Directions for this task: Your task is to gather the lines below that hold the string "vegetation".

Given data:
#####

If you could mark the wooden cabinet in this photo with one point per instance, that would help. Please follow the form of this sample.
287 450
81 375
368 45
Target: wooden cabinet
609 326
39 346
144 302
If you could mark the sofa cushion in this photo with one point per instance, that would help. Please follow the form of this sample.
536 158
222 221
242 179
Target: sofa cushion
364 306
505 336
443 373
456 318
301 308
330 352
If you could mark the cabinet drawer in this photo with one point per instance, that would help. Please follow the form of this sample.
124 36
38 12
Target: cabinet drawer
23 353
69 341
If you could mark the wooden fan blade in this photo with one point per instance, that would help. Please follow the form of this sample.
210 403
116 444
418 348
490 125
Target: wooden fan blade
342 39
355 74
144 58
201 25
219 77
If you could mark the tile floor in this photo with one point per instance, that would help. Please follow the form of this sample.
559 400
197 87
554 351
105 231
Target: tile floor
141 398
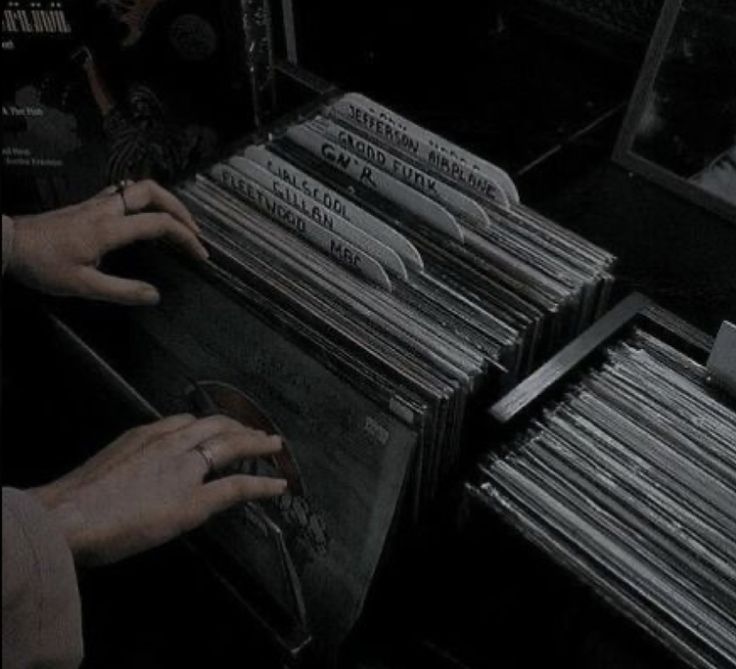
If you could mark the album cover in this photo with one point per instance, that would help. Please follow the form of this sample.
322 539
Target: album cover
92 92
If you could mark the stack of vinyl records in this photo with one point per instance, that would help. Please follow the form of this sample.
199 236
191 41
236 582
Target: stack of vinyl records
386 279
629 480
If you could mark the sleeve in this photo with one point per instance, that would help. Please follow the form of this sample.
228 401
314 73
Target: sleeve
8 230
42 621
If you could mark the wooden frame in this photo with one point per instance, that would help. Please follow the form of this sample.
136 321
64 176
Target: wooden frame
624 153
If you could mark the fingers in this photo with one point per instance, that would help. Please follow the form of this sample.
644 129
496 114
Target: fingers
169 424
97 285
147 194
228 448
222 433
125 230
222 494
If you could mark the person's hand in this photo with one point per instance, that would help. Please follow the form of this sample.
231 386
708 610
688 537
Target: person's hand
151 485
58 252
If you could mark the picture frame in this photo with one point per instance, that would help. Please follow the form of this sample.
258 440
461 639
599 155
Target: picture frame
680 127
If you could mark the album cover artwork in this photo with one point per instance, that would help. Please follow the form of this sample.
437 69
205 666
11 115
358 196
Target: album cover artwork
92 92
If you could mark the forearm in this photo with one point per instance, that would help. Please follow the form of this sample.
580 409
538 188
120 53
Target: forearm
8 233
41 606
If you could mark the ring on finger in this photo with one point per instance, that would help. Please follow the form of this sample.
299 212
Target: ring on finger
120 190
204 451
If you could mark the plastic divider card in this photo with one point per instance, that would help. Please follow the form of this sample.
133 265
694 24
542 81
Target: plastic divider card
451 161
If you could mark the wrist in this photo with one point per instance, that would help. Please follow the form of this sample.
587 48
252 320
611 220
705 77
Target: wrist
65 515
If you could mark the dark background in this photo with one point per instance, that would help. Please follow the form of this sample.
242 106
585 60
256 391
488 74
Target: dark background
540 87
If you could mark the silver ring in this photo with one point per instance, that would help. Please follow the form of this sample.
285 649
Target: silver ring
206 456
120 190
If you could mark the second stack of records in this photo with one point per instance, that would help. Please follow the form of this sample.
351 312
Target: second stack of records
629 480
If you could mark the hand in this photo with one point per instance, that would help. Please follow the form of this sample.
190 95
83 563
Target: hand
149 486
58 252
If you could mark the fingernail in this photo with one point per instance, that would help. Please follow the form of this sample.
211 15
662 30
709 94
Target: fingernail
151 295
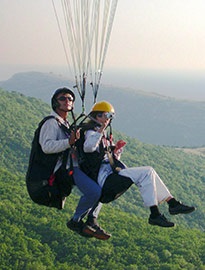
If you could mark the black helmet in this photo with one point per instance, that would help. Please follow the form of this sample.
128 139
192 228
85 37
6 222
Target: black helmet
64 90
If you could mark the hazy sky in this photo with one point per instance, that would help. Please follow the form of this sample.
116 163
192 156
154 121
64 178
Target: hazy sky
147 34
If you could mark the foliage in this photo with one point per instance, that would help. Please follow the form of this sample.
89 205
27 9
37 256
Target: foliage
36 237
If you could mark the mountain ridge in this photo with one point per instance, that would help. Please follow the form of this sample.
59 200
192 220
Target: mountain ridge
152 118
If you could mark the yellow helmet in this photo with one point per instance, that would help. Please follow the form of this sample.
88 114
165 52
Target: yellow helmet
103 106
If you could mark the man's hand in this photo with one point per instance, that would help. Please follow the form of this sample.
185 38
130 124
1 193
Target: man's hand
74 136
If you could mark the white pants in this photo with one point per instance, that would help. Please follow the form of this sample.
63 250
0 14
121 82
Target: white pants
152 188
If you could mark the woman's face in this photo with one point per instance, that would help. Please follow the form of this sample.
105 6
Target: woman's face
104 118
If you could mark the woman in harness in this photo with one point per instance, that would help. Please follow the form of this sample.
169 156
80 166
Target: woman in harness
102 157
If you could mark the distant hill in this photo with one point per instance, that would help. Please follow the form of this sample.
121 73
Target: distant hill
151 118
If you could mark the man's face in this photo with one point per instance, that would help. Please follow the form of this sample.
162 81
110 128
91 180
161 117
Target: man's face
65 102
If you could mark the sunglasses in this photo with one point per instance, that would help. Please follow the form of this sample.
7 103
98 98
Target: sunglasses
107 115
63 98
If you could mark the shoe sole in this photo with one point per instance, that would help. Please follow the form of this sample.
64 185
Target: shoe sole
154 224
187 212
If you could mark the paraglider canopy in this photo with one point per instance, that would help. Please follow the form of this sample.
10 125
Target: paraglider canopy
85 28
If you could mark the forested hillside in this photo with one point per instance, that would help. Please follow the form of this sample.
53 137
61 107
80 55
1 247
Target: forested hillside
149 117
36 237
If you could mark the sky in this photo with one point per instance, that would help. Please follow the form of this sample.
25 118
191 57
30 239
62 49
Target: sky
147 35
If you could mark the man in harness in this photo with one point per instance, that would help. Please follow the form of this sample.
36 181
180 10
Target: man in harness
50 176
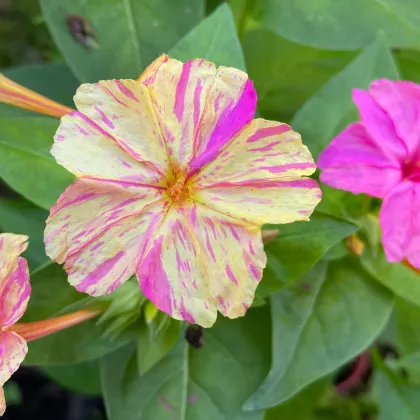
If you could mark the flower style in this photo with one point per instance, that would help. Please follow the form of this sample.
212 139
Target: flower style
15 290
380 156
174 180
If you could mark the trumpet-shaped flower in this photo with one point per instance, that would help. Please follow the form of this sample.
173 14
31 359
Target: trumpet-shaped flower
15 290
380 156
174 180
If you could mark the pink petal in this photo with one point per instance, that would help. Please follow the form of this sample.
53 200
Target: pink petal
85 149
380 126
201 262
123 109
400 223
99 228
265 202
354 162
15 288
401 101
263 151
13 349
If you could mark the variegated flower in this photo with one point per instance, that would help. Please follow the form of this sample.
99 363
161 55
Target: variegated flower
15 290
174 180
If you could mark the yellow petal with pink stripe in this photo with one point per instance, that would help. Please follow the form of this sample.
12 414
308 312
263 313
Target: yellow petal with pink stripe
14 94
201 262
85 149
13 349
123 109
263 151
260 203
15 288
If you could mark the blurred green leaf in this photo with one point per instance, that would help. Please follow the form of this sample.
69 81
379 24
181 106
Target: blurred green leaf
286 74
125 36
302 405
25 160
152 348
214 39
344 24
83 378
54 80
333 313
331 108
18 215
298 247
396 398
197 384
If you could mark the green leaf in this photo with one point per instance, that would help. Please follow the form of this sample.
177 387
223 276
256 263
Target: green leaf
333 313
286 74
18 215
54 80
214 39
124 35
402 281
397 399
197 384
152 348
83 378
298 247
301 406
25 160
344 24
331 108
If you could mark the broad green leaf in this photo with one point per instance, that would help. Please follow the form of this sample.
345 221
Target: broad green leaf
402 281
344 24
197 384
25 160
124 35
152 348
333 313
214 39
302 405
397 399
52 296
298 247
331 108
54 80
83 378
286 74
18 215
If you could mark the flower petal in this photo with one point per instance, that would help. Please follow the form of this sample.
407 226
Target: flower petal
201 262
198 107
354 162
87 209
13 349
14 94
84 149
15 291
103 238
401 101
123 109
11 246
264 150
400 223
178 93
380 126
2 402
268 202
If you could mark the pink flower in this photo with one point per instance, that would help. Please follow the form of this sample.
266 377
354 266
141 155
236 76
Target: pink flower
175 179
380 156
14 295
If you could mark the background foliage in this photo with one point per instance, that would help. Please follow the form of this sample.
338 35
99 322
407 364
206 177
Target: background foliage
318 307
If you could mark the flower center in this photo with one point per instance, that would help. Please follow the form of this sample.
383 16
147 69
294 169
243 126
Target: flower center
179 191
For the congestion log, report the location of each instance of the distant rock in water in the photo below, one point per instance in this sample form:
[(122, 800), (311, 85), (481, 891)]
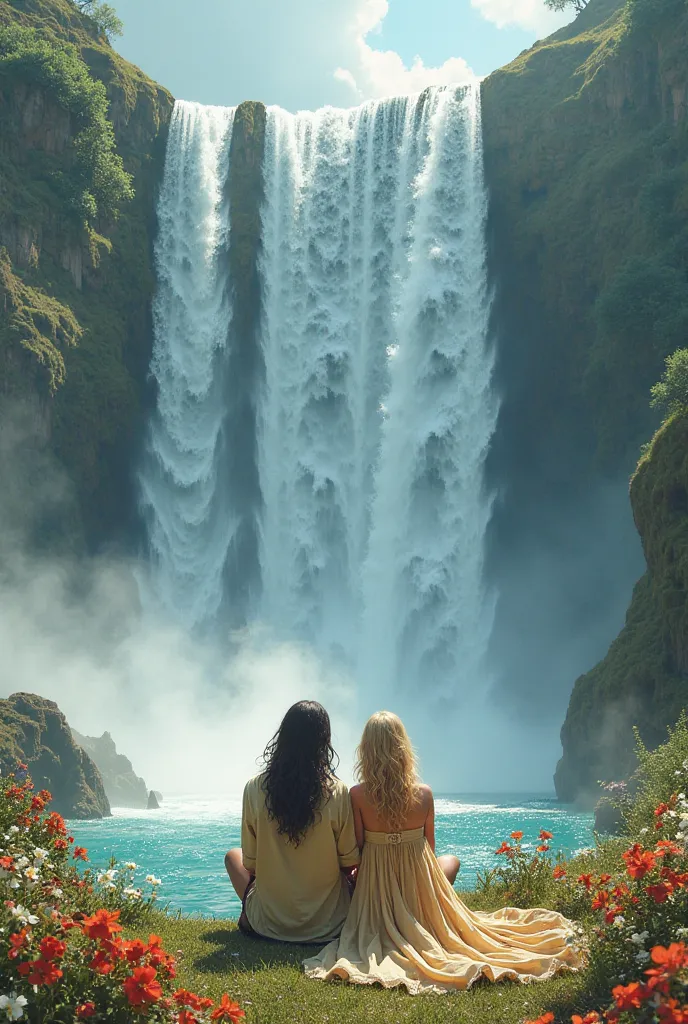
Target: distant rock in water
[(35, 731), (123, 785)]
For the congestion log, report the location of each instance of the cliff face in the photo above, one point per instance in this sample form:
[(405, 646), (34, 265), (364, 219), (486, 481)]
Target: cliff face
[(643, 680), (35, 731), (123, 786), (75, 320), (586, 143)]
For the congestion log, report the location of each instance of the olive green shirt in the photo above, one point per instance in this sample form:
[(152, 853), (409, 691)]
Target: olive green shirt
[(300, 894)]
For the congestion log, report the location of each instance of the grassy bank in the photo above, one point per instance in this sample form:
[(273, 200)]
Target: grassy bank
[(266, 979)]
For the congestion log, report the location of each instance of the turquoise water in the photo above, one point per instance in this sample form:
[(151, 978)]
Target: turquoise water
[(185, 841)]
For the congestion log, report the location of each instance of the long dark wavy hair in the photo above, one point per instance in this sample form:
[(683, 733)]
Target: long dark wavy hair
[(299, 769)]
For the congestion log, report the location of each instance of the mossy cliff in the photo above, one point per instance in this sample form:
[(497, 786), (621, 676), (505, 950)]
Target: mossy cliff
[(34, 731), (643, 681), (76, 285)]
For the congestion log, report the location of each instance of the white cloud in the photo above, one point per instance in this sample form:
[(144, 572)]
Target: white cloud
[(373, 73), (304, 54), (529, 14)]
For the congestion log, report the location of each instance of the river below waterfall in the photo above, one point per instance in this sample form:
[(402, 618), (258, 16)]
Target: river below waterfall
[(184, 842)]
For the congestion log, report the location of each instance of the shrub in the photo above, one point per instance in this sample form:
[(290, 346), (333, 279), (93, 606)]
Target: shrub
[(61, 947), (671, 393), (96, 184)]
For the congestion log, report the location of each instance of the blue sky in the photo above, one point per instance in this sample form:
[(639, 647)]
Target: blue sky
[(307, 53)]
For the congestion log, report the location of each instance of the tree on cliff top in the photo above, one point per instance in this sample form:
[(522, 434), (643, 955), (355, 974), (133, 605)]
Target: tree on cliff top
[(578, 5), (104, 16), (671, 394)]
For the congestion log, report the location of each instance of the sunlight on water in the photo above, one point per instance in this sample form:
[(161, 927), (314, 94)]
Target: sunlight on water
[(185, 841)]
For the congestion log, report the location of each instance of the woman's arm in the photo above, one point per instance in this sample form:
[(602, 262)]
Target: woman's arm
[(354, 793), (430, 818)]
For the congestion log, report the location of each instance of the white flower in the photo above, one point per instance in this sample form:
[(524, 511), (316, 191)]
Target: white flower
[(13, 1006), (24, 915)]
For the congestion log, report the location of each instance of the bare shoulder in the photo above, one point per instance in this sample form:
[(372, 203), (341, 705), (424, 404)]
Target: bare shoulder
[(356, 794), (426, 795)]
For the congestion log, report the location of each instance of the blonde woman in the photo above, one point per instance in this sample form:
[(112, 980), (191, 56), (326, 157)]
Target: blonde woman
[(406, 926)]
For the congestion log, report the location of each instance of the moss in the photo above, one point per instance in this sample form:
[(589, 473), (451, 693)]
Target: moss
[(643, 681), (34, 730), (102, 275), (586, 135), (36, 325)]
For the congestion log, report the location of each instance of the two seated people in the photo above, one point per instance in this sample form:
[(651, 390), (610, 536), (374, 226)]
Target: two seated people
[(308, 843)]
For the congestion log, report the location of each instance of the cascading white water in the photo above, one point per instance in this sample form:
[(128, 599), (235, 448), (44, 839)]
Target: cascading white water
[(377, 409), (183, 486)]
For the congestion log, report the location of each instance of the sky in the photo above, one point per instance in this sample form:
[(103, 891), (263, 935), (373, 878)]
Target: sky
[(303, 54)]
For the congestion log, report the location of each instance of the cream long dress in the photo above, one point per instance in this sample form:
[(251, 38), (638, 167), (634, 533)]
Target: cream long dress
[(406, 926)]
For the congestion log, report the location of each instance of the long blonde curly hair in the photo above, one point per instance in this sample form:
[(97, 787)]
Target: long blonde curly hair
[(387, 766)]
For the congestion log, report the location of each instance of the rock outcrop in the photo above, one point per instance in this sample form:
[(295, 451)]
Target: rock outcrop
[(643, 681), (34, 730), (123, 785), (75, 301)]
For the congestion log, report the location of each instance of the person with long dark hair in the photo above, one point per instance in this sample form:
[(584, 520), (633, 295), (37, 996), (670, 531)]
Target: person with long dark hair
[(299, 846)]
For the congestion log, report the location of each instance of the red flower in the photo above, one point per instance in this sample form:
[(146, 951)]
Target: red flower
[(672, 958), (134, 950), (228, 1011), (101, 925), (18, 942), (601, 900), (51, 948), (40, 972), (612, 913), (665, 848), (141, 986), (631, 996), (660, 892), (639, 861)]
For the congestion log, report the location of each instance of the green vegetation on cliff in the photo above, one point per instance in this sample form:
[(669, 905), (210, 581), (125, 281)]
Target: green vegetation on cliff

#####

Response area:
For the congestion log, report the location of each instance of the green vegetation on cliff in the photo above, one point per instance in this sample form:
Target: green vegetation on cliff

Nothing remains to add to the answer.